Stored data
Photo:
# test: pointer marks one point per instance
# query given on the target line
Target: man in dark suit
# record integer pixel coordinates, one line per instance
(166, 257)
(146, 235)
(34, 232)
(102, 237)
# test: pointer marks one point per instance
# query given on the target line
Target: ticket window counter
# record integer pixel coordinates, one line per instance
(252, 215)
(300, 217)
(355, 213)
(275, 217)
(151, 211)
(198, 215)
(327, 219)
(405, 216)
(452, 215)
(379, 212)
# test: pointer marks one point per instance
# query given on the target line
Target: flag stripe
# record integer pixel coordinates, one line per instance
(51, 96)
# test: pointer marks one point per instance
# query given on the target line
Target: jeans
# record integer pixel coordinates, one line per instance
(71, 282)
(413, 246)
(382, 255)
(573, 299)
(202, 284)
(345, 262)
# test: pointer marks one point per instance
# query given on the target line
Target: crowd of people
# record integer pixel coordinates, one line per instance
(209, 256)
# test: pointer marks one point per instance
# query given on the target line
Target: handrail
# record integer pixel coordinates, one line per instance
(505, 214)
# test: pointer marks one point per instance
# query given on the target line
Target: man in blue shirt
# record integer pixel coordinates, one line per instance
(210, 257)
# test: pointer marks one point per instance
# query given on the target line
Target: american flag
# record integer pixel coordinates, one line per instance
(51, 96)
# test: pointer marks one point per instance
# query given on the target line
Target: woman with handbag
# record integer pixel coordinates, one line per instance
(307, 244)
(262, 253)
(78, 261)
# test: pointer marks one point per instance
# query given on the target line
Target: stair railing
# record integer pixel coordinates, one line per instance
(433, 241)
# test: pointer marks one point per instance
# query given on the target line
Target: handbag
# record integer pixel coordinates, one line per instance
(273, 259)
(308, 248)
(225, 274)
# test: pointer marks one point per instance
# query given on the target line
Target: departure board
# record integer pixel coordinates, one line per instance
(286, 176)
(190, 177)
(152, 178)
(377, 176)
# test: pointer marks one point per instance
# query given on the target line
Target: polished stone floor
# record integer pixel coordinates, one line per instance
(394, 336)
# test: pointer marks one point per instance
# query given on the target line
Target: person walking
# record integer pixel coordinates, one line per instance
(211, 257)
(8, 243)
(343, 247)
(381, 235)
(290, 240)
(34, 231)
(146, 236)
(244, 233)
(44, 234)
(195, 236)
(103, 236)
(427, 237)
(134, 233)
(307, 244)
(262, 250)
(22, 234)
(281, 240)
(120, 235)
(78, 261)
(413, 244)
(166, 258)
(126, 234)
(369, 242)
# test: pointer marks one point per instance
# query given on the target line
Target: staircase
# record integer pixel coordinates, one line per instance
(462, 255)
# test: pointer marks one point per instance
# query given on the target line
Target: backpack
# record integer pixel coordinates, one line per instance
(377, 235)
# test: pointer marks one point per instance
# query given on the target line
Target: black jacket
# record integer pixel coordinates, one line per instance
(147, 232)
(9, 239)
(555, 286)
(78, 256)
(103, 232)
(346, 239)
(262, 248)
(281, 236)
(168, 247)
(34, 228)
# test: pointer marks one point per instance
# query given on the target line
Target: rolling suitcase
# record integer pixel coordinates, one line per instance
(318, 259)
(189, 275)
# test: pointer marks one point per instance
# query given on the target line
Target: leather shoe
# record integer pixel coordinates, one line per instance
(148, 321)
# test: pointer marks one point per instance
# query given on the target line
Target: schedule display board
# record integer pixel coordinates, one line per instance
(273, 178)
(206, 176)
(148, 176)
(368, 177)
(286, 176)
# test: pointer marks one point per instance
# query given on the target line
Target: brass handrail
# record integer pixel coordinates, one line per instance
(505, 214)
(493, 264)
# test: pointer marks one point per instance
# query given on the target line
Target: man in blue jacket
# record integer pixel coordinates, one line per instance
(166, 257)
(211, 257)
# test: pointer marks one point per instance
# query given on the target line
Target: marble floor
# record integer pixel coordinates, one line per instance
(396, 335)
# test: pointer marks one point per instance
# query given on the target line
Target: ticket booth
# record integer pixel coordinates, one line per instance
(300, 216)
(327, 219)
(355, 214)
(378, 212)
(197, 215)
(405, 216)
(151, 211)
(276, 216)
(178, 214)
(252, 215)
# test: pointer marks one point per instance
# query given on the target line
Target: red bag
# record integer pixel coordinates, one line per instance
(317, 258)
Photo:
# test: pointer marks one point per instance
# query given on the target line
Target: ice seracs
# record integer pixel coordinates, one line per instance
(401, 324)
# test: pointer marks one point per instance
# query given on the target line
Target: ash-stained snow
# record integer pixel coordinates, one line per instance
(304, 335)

Task directions
Locate each line in the records above that contains the word "blue" and copy every one of those lines.

Exercise output
Target: man in blue shirt
Target: man in blue jacket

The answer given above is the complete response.